[start of Recorded data]

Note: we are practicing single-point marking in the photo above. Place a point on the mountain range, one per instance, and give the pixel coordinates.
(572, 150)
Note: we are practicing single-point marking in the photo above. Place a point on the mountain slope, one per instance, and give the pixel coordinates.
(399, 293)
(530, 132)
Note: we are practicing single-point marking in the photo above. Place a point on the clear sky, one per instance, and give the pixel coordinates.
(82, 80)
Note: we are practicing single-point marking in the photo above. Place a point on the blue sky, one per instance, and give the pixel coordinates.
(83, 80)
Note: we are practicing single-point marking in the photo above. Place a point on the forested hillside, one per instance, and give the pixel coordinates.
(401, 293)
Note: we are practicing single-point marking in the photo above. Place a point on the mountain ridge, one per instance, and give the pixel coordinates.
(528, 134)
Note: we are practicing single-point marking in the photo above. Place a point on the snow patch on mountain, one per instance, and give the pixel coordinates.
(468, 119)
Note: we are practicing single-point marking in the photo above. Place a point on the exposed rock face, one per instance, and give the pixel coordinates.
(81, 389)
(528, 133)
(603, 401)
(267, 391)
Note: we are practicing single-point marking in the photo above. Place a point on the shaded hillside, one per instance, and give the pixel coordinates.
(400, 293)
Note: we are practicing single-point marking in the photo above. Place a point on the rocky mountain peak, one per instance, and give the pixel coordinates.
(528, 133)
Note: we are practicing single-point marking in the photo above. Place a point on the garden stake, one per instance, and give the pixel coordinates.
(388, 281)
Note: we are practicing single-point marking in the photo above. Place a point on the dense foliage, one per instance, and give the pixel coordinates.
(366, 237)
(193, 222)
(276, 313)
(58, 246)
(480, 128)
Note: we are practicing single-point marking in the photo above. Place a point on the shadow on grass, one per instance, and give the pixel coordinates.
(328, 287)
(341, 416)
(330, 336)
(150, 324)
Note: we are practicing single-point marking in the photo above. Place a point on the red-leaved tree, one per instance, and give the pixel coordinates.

[end of Recorded data]

**Problem statement:** Reproduce everything from the line containing "on the dense" down to the end of the listing, offsetting each pixel coordinate value by -132 and leaving every other line unchanged.

**Full solution:**
Note: we are practicing single-point marking in the photo above. Place a point on the dense foliage, one per instance, and give the pixel coordinates.
(234, 105)
(61, 90)
(144, 181)
(-74, 114)
(348, -4)
Note: we are practicing single-point marking in the photo above. Place a point on the shadow on grass, one per instance, and give the pixel coordinates.
(196, 155)
(209, 284)
(198, 204)
(18, 192)
Note: we are practicing single-point marking in the photo above. Place a point on the red-leaved tree, one per instance, and give the pixel coordinates.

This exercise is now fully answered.